• [Do this]: Format all of the data below as a numbered list, skipping blank lines and leaving the pictures out of your answer.

• [Material for the task]:
○ ○ ○ ○
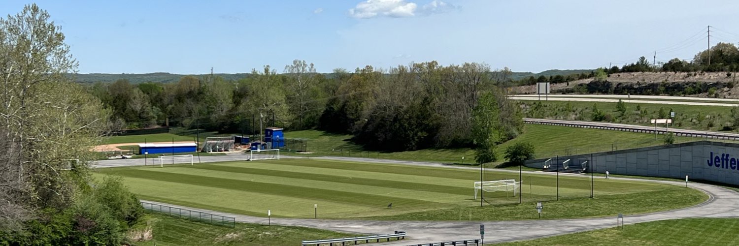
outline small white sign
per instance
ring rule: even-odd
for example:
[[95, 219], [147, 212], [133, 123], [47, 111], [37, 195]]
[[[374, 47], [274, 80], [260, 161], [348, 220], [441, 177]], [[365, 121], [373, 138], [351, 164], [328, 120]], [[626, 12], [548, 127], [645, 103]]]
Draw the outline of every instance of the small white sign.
○ ○ ○ ○
• [Written solution]:
1. outline small white sign
2. per instance
3. ring rule: even-odd
4. for example:
5. [[95, 219], [147, 212], [133, 123], [47, 111], [37, 195]]
6. [[[374, 47], [274, 80], [260, 161], [348, 220], [441, 177]], [[365, 121], [373, 138], [351, 164], [328, 120]], [[626, 12], [548, 127], [645, 103]]]
7. Draw the outline of every instance of the small white sign.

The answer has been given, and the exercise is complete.